EXTRAIT DU DOCUMENT =

Né à Toulouse en 1946, Bernard Maris a été l’un des protagonistes de la vie intellectuelle française de la fin du XXe et du début du XXIe siècle. Économiste reconnu, universitaire, écrivain, essayiste, journaliste, il a été assassiné à Paris le 7 janvier 2015 lors de l’attentat contre le magazine satirique Charlie Hebdo, dont il était un des rédacteurs et actionnaires. Retour sur une personnalité marquante et atypique de la pensée contemporaine, pourfendeur inlassable des impostures de l’économie dominante (mainstream).

Bien que sa notoriété internationale ait été compromise par l’inaccessibilité de ses écrits aux non-francophones, Bernard Maris ne reste pas moins l’un des intellectuels les plus originaux de la France contemporaine. Acteur et penseur de son temps, il s’est attaché, sans relâche, à participer à l’indispensable examen des idées, des institutions, des pratiques et des discours.

Sa production protéiforme se caractérise par le déploiement systématique d’un esprit critique fin, toujours accompagné de propositions fortes. Elle nous laisse en héritage une critique puissante du postulat de neutralité axiologique de l’économiste : la soi-disant « science dure » que l’économie standard dominante prétend être n’était, pour lui, qu’un discours rhétorique masquant des rapports de pouvoir bien réels.

OBJECTIFS =
a) Selon l'extrait consacré à Bernard Maris, dans quelle ville celui-ci est-il né ?
b) Traduisez en anglais la phrase suivante, tirée de l'extrait sur Bernard Maris : « Sa production protéiforme se caractérise par le déploiement systématique d’un esprit critique fin, toujours accompagné de propositions fortes. »
c) Recopiez à l'identique le passage de l'extrait sur Bernard Maris qui s'ouvre sur les mots contenant « Bien que sa » et s'achève sur « pouvoir bien réels. ».
Les enregistrements ci-après sont sans rapport avec l'extrait.

INFORMATIONS FOURNIES =

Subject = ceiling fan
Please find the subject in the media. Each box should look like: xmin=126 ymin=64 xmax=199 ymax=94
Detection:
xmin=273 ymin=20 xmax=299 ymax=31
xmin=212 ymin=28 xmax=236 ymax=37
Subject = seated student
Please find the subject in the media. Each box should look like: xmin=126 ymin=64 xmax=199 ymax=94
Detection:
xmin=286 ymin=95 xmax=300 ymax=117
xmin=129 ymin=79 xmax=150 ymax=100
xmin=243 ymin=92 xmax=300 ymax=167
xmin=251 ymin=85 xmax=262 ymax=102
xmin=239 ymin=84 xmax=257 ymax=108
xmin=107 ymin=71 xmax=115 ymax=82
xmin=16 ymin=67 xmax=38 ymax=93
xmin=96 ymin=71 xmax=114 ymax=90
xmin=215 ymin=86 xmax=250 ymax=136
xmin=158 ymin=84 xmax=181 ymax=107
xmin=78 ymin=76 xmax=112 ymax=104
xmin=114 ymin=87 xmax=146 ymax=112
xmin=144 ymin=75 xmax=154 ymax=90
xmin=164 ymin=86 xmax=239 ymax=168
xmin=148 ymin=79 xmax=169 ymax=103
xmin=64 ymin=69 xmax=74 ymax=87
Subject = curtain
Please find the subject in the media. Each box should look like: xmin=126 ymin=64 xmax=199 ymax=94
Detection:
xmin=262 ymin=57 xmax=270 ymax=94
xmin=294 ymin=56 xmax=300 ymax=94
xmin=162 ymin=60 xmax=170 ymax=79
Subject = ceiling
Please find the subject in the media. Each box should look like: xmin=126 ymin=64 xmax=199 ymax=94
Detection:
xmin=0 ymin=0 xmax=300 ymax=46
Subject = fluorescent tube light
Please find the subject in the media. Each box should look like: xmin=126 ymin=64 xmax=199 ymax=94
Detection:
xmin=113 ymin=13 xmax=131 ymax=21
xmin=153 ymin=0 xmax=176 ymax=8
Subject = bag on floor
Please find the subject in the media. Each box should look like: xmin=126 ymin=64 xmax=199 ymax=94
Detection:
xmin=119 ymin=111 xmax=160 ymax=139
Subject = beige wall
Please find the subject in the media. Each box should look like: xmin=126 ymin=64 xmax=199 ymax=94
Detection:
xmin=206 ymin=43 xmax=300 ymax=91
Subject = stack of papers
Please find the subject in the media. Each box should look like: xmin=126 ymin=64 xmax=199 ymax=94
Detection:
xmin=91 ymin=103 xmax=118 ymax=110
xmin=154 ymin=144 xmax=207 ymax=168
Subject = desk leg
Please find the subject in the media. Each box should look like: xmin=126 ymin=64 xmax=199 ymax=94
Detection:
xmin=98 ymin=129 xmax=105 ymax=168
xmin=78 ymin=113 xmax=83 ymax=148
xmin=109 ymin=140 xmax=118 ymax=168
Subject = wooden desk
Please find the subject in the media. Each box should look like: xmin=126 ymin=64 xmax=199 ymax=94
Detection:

RÉPONSES PAR CONSIGNE =
a) À Toulouse.

b) His protean output is characterized by the systematic deployment of a keen critical mind, always accompanied by strong proposals.

c)
Bien que sa notoriété internationale ait été compromise par l’inaccessibilité de ses écrits aux non-francophones, Bernard Maris ne reste pas moins l’un des intellectuels les plus originaux de la France contemporaine. Acteur et penseur de son temps, il s’est attaché, sans relâche, à participer à l’indispensable examen des idées, des institutions, des pratiques et des discours.

Sa production protéiforme se caractérise par le déploiement systématique d’un esprit critique fin, toujours accompagné de propositions fortes. Elle nous laisse en héritage une critique puissante du postulat de neutralité axiologique de l’économiste : la soi-disant « science dure » que l’économie standard dominante prétend être n’était, pour lui, qu’un discours rhétorique masquant des rapports de pouvoir bien réels.